● **EXERCISE**:
Nothing should differ between your output and the entries below.

Saved entries

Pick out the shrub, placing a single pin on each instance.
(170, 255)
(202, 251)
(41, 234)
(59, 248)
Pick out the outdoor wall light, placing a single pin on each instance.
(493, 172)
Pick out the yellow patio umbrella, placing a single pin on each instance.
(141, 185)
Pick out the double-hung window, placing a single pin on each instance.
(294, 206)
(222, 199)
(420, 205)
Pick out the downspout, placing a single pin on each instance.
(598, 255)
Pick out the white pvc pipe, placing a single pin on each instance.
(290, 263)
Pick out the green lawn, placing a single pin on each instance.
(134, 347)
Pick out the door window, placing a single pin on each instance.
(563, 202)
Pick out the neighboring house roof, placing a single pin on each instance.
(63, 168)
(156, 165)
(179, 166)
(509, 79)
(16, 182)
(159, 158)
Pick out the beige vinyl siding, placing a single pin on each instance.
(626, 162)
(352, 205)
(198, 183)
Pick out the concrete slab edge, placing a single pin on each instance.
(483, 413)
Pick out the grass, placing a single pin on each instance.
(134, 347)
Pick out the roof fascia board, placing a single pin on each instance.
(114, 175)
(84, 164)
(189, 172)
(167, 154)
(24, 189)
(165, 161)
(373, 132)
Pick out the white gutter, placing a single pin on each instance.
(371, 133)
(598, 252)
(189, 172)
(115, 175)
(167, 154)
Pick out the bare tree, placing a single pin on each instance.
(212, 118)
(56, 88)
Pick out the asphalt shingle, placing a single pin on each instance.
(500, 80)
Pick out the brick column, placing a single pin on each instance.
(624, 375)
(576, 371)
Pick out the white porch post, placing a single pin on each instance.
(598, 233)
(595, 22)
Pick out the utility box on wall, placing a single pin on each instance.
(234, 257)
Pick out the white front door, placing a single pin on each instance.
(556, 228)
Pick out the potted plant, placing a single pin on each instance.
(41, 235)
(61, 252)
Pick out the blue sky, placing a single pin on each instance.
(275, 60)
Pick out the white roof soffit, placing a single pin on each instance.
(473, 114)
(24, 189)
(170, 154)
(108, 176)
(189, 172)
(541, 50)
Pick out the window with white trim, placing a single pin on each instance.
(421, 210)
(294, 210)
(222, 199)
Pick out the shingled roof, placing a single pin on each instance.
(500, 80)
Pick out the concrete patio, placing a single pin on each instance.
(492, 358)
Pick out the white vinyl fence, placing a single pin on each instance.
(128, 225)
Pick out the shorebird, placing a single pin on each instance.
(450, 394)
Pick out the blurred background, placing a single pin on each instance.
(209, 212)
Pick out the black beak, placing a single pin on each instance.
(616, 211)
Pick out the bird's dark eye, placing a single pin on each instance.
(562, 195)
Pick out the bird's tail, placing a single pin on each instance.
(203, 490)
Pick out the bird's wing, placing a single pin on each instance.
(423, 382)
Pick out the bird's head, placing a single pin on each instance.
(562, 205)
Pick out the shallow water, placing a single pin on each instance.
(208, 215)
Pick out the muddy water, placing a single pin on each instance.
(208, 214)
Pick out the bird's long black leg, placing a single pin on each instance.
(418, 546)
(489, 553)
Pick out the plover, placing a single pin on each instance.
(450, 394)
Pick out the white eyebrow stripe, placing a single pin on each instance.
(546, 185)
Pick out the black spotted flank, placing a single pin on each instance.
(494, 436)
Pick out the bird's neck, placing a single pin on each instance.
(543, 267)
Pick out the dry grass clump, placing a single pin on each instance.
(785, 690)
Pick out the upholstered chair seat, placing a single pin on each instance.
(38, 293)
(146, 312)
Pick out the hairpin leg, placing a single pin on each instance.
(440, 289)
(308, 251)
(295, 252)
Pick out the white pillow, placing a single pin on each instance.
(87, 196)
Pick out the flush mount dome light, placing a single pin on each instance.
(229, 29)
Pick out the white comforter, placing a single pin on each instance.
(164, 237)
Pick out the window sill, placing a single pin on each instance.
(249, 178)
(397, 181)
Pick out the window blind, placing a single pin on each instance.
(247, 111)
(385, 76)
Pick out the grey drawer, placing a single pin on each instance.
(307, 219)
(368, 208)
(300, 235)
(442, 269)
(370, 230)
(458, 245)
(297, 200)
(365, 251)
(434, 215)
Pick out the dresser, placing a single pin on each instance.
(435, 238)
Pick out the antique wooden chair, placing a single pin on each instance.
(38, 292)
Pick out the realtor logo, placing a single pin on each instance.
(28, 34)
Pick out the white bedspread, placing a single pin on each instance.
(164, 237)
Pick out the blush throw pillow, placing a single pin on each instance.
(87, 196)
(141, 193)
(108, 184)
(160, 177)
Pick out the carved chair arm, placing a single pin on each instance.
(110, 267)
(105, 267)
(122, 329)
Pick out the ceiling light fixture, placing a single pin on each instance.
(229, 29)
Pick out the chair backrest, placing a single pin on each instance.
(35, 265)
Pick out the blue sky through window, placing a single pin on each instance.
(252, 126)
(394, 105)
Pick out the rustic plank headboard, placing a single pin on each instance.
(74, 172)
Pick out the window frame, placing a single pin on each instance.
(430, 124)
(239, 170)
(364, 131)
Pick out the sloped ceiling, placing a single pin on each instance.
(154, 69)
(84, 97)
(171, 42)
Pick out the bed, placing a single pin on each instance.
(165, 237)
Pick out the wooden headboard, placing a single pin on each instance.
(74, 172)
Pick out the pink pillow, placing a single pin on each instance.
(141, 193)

● **RESPONSE TO THE TASK**:
Pick out the shrub, placing a single pin on each instance.
(170, 255)
(202, 251)
(41, 234)
(59, 248)
Pick out the outdoor wall light, placing a single pin on each instance.
(493, 172)
Pick out the yellow patio umbrella, placing a single pin on each instance.
(141, 185)
Pick out the double-hung window, placing a single pin on each instance.
(294, 206)
(222, 199)
(420, 205)
Pick out the downspout, placing a single pin on each instance.
(598, 255)
Pick out the white pvc pipe, placing a single pin on each instance.
(290, 263)
Pick out the green lawn, placing a single pin on each instance.
(134, 347)
Pick out the door window, placing a single pin on each instance.
(563, 202)
Pick out the neighboring house roof, placing a single pin on each instance.
(63, 168)
(156, 165)
(179, 166)
(509, 79)
(16, 182)
(159, 158)
Pick out the beige vinyl siding, placing a single pin on each instance.
(626, 162)
(352, 205)
(198, 183)
Pick out the concrete slab edge, placing a single pin on each instance.
(483, 413)
Pick out the grass, placing a single pin on each instance.
(134, 347)
Pick out the roof fascia board, placing a single pin on each instance.
(114, 175)
(84, 164)
(189, 172)
(167, 154)
(24, 189)
(165, 161)
(373, 132)
Pick out the white gutter, placing a single pin on each instance.
(371, 133)
(598, 252)
(189, 172)
(115, 175)
(167, 154)
Pick out the bare tree, placing a single pin on each instance.
(212, 118)
(56, 88)
Pick out the asphalt shingle, placing a single pin on each instance.
(500, 80)
Pick out the brick column, placing a single pin on each instance.
(624, 375)
(576, 371)
Pick out the white porch post, placing a single pin on each instance.
(598, 233)
(595, 22)
Pick out the utility box on wall, placing a single pin on each instance.
(234, 257)
Pick out the white front door, placing a single pin on each instance.
(556, 228)
Pick out the potted plant, placing a single pin on each instance.
(41, 235)
(61, 252)
Pick out the blue sky, placing a single pin on each instance.
(275, 60)
Pick out the white roof soffit, placing a single pin on each instance.
(473, 114)
(24, 189)
(170, 154)
(108, 176)
(189, 172)
(541, 50)
Pick out the window with white trim, placing a single pin on each instance.
(421, 210)
(294, 210)
(222, 199)
Pick out the shingled roof, placing a single pin on each instance.
(500, 80)
Pick out the concrete patio, placing a single pin on each instance.
(492, 358)
Pick out the white vinyl fence, placing a single pin on each instance.
(128, 225)
Pick out the shorebird, placing a single pin on each instance.
(450, 394)
Pick out the blurred background, placing a single pin on each instance.
(209, 212)
Pick out the black beak, placing a single pin on each instance.
(616, 211)
Pick out the bird's dark eye, placing a single pin on each instance.
(562, 195)
Pick out the bird's tail, placing a single pin on each instance.
(203, 490)
Pick out the bird's wing, placing a single pin on each instance.
(423, 382)
Pick out the bird's head, placing a single pin on each instance.
(562, 205)
Pick out the shallow water, placing a single pin on each instance.
(208, 215)
Pick out the muddy water, placing a single pin on each instance.
(208, 214)
Pick out the bird's long black leg, placing a single pin on each instance.
(418, 546)
(489, 553)
Pick out the plover, placing a single pin on each instance.
(450, 394)
Pick out the white eyebrow stripe, placing a single pin on each instance.
(546, 185)
Pick out the black spotted flank, placing a single pin on each instance.
(494, 436)
Pick out the bird's neck, placing a single pin on each instance.
(543, 267)
Pick out the dry grass clump, placing a single pin on each instance.
(785, 690)
Pick out the upholstered chair seat, placing a single pin on each instance.
(38, 293)
(146, 312)
Pick out the hairpin leg, placing a single pin on each instance.
(440, 289)
(308, 251)
(295, 252)
Pick out the white pillow, placing a single pin on each instance.
(87, 196)
Pick out the flush mount dome light, placing a single pin on each instance.
(229, 29)
Pick out the white comforter, placing a single pin on each instance.
(164, 237)
Pick out the window sill, placing a single pin on each instance.
(249, 178)
(397, 181)
Pick out the window blind, placing a single pin on each instance.
(247, 111)
(385, 76)
Pick out the grey drawer, placing a single pin on each instance.
(307, 219)
(368, 208)
(300, 235)
(442, 269)
(370, 230)
(458, 245)
(297, 200)
(365, 251)
(434, 215)
Pick out the dresser, placing a single pin on each instance.
(435, 238)
Pick out the antique wooden chair, placing a single pin on each instance.
(38, 292)
Pick out the realtor logo, placing a single pin on each instance.
(28, 34)
Pick out the white bedspread, placing a single pin on each instance.
(164, 237)
Pick out the blush throw pillow, placing a single pin on each instance.
(87, 196)
(141, 193)
(108, 184)
(160, 177)
Pick out the carved chair arm, placing a single pin on each instance.
(110, 267)
(105, 267)
(122, 329)
Pick out the ceiling light fixture, placing a single pin on each instance.
(229, 29)
Pick out the chair backrest, placing a single pin on each instance.
(35, 265)
Pick out the blue sky through window, placing a single pin on each instance.
(252, 126)
(394, 105)
Pick out the rustic plank headboard, placing a single pin on each instance.
(74, 172)
Pick out the window frame, placing a single pin on each instance.
(430, 124)
(239, 170)
(364, 131)
Pick out the sloped ceiling, placing a single pin on each instance.
(154, 69)
(84, 97)
(171, 42)
Pick out the bed, placing a single pin on each instance.
(165, 237)
Pick out the wooden headboard, placing a single pin on each instance.
(74, 172)
Pick out the pink pillow, placing a single pin on each instance.
(141, 193)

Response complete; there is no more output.